Selected extract:
-- start --

Demons in our children's minds!
A student forwarded this letter to the editor of the Pope County Tribune (sorry, small town newspaper, and they don't seem to have an online archive of letters) to me, and I asked my kids about it—they said they already knew the story of the crazy lady, and their friends at the Morris High School thought it was darned funny.
To back up a bit and explain, it's about the Senior Prom. The Prom is a very big deal out here—the day of the event, it's a bit of a shock, since all the high-schoolers are duded up and swished to the nines, and just going to the grocery store means you're going to run into guys in tuxes and top hats and girls in the most elaborate gowns. Another custom of the Prom is the lockdown: all the attendees are going to be locked in to the high school for the entire night, and party games and music and entertainment will be provided, along with chaperonage. Which is, of course, the entire point.
(As an aside, I remember my senior prom. The post-prom party was held in an out-of-the-way cow pasture at Smith Brothers' Dairy Farm, and the entertainment consisted of a keg of beer and fringing, obscuring tall, tall grass and trees. It's very easy to entertain adolescents.)
Anyway, one of the highlights of the lockdown last year was a hypnotist. It's all the kids wanted to talk about afterwards, and I guess he had an entertaining patter and it's always fun to see your peers do crazy stuff. That was at our Morris Area High School. The Minnewaska High School down the road doesn't get a hypnotist. Because of the infamous crazy lady.
She wrote a hysterical letter to the local paper in which she compared the threat of a hypnotist to drunk driving or bomb threats. She has managed to squelch the appearance of the hypnotist for some time:
When my middle daughter was a junior, she came home and informed me very excitedly that a hypnotist was going to be at the Post Prom. Know [sic] the potential dangers that a hypnotist can present, especially to vulnerable, emotional, young people in the middle of the night, I sprang into action and was able to rid our Post Prom of the hypnotist for a number of years.
What are these dangers?
In order for a hypnotist to be able to hypnotize, they have to be able to have complete control over a person's will. That in itself is bad because as God's children, we should not be giving over our wills to anyone but God alone. There also is another danger to this aspect and that is that in the process of giving over one's will to the hypnotist, one also opens oneself to any demons who may want to enter one's mind. Then when we look at the purpose for which a hypnotist is doing this at this occasion, it is merely for the sake of making that person do ridiculous things which others can laugh at.

-- end --

Information provided:
-- start --

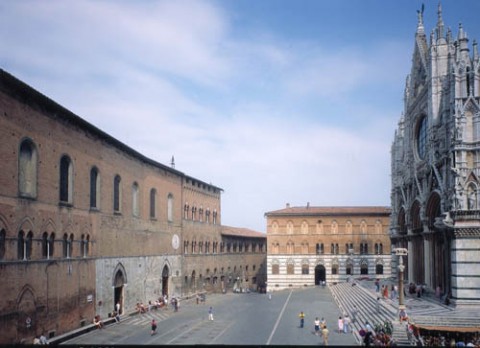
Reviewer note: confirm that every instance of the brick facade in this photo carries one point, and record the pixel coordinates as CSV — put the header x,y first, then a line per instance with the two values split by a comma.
x,y
74,239
309,245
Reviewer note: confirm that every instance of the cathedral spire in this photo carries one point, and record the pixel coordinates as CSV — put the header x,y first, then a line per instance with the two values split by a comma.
x,y
440,24
420,27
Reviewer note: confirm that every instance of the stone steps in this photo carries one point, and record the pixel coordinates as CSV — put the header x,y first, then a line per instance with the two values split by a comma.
x,y
348,296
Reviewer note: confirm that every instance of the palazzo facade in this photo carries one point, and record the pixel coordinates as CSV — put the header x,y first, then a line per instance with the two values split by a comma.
x,y
436,165
308,245
86,222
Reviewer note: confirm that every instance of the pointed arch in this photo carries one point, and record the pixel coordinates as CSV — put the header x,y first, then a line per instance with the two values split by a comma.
x,y
119,275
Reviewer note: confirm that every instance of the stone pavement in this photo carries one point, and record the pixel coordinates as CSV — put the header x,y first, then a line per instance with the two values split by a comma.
x,y
240,319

-- end --

Instructions:
- A) Rewrite the paragraph of the prom hypnotist post that begins "To back up a bit and explain" as a short bulleted list that keeps its main facts.
- B) Answer these questions from the prom hypnotist post, writing each answer on its own line and marking it (i), (ii) or (iii):
(i) Where was the post-prom party at the writer's own senior prom held?
(ii) At which high school did a hypnotist appear during last year's lockdown?
(iii) What did the letter writer compare the threat of a hypnotist to?
- C) Continue the prom hypnotist post from where it stops.
The entries were taken from a different source than the text.

Results for the exercise:
- A)
- The story concerns the Senior Prom, a very big deal in the area.
- On prom day, high-schoolers dress up elaborately, so even a trip to the grocery store means seeing guys in tuxes and top hats and girls in elaborate gowns.
- Prom attendees are locked in the high school for the whole night.
- Party games, music, entertainment and chaperones are provided during the lockdown, and chaperonage is the entire point.

- B)
(i) In an out-of-the-way cow pasture at Smith Brothers' Dairy Farm.
(ii) Morris Area High School.
(iii) Drunk driving or bomb threats.

- C)
I have more information and examples of bad things that have happened because of hypnotist action at these events and it is a negative spiritual world involvement which cannot be dealt with easily because we cannot even see all of the harm that it may be doing even for the observers and so it would be best if we would just stop exposing our precious youth to this harmful negative spiritual threat.
I don't intend to make fun of the poor deluded superstitious lady in Pope county—these people are everywhere. The scary part, though, is that the Minnewaska schools take her lunatic pleas seriously enough that they've cancelled something harmless that the kids look forward to, and she seems to think nothing of disappointing her own daughter, who found the prospect exciting.
That's the real risk of the lack of solid critical thinking skills: that the people in charge, while maybe not succumbing to the insanity to a strong degree themselves, will be willing to surrender to the shrill kooks. When this woman complains about the choice of entertainment at a high school event, they should listen respectfully; but when she starts babbling about "demons" infesting the schoolkids, they should shoo her out the door. Decisions should be made on the basis of solid, practical explanations, not this kind of deranged rationale.
I hope they didn't decide to disallow the private parties at the local cow pasture because they were afraid a chupacabra might eat them. I can think of some more realistic reasons for not wanting frisky teenagers to hang out in the weeds with beer.


"I can think of some more realistic reasons for not wanting frisky teenagers to hang out in the weeds with beer."
What, that they'll end up getting into a frisky game of Uno? ;)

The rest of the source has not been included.